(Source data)
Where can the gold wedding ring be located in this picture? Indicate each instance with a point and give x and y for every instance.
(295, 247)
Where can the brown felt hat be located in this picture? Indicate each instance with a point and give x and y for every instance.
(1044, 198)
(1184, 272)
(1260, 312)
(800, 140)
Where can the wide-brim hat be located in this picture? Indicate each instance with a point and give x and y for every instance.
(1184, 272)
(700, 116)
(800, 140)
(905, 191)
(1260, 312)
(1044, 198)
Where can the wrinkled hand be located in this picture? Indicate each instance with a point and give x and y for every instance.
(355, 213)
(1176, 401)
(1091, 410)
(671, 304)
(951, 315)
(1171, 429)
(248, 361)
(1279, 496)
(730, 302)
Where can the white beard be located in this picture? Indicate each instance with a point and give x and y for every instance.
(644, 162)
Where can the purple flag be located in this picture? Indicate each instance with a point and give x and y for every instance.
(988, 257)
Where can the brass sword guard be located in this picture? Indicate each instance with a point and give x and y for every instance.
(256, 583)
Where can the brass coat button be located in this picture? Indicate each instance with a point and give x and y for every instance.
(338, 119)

WORK INSTRUCTIONS ▸
Rewrite all the records above, replacing every occurrence of "Indicate" with "Mark" and leaving everything else unchanged.

THE RESULT ▸
Where can the gold wedding ring be located in this picture? Mark each instance with a point and give x and y for every instance.
(295, 247)
Where can the brown felt hat be located in this picture? Mark each instance with a point and give x and y for every instance.
(1044, 198)
(1184, 272)
(1260, 312)
(800, 140)
Where can the wide-brim hat be located in this picture? Mark each instance with a point and give x and y for every instance.
(1184, 272)
(700, 116)
(800, 140)
(905, 191)
(1260, 312)
(1044, 198)
Where can the wrinkled hand be located in this picture? Mark each instance with a point and give x and y for every instance.
(355, 213)
(1176, 401)
(1091, 410)
(671, 304)
(951, 315)
(1171, 429)
(248, 361)
(1279, 496)
(730, 302)
Where can the white beard be located in this picture? Mark each instance with a point and give x and y for every instance.
(644, 162)
Where can the purple flag be located in this picture? Mark each instance with a point and give x and y for every instance.
(988, 257)
Where can the brass sword guard be located in this picture? Mark each instance with a point and give x and y for every instance.
(256, 583)
Where can the brass coat button be located in this picture? Mark each instance with a point and give x and y for every instance.
(338, 119)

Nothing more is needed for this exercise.